## Exercise directions
Copy everything from the start of the entries down to the line containing "1051 529 1568 579", swapping "Output" for "Result" and leaving all else unchanged.

Entries on locating named things
## start

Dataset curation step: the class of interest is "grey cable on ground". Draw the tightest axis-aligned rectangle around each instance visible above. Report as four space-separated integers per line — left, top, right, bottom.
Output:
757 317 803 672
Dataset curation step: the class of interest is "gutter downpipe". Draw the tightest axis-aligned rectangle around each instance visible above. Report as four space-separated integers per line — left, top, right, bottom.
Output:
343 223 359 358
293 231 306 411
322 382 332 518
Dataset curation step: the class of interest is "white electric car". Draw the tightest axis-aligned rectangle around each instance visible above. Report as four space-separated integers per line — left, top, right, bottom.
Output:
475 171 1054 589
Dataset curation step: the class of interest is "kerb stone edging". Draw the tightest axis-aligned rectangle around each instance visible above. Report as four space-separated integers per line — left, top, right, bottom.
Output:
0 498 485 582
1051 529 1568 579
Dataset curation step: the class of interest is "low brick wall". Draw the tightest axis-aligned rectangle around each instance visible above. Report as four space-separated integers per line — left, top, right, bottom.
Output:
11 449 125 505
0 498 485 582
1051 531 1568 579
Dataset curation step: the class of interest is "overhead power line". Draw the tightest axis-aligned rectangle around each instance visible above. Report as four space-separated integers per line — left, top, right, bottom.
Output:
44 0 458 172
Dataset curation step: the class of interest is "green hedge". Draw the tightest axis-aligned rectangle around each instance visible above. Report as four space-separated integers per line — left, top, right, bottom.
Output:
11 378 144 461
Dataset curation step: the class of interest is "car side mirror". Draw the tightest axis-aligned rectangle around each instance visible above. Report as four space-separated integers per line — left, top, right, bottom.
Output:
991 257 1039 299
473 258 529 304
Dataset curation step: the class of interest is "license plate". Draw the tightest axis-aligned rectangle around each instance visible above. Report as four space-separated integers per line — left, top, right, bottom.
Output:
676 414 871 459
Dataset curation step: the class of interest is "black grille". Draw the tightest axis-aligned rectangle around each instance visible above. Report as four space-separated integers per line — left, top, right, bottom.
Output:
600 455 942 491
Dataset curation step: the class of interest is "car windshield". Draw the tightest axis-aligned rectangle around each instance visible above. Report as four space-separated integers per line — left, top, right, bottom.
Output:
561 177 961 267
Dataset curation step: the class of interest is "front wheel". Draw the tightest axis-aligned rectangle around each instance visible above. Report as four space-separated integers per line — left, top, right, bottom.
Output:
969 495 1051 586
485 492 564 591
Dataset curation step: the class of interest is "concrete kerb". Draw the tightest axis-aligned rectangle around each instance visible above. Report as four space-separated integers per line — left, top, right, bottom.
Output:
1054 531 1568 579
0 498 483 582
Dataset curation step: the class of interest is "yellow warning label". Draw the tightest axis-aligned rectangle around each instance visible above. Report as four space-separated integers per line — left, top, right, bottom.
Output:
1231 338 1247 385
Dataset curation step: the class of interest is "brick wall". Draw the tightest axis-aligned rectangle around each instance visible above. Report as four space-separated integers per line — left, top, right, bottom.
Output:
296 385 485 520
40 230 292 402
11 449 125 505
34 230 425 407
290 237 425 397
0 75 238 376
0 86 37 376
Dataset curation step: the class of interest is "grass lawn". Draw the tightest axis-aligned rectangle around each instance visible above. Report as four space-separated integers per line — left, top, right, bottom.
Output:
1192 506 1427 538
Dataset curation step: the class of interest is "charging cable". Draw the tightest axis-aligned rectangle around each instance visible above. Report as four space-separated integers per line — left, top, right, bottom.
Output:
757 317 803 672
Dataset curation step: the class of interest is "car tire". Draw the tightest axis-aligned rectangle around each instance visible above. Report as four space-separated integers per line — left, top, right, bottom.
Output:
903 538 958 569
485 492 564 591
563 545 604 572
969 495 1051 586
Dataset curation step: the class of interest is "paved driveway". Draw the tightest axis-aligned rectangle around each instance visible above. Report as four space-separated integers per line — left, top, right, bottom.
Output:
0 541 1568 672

## end

## The reply
Dataset curation step: the class of interest is "grey cable on ground". Draw the tightest axis-aligned rectangle around each instance visible above. Report as four space-separated integers per line — left, top, right, bottom.
Result:
757 317 803 672
Dataset curation step: the class of interest is "gutter downpipe". Draw the tightest axis-aligned rectangle around each instance visible above. Report as four space-separated integers per line — left, top, right, bottom.
Result:
343 223 359 358
293 231 306 411
322 382 332 518
Dataset curation step: the class of interest is "white electric car". Draw the tightest axis-aligned rectangle around each instance visible above. Report as four space-separated integers per line — left, top, right, bottom.
Result:
475 171 1054 589
Dataset curation step: the class of interest is "kerb stone edging". Draw the tightest axis-aligned rectangle around each instance visible above. Report as four space-separated integers per line — left, top, right, bottom.
Result:
0 498 485 582
1051 529 1568 579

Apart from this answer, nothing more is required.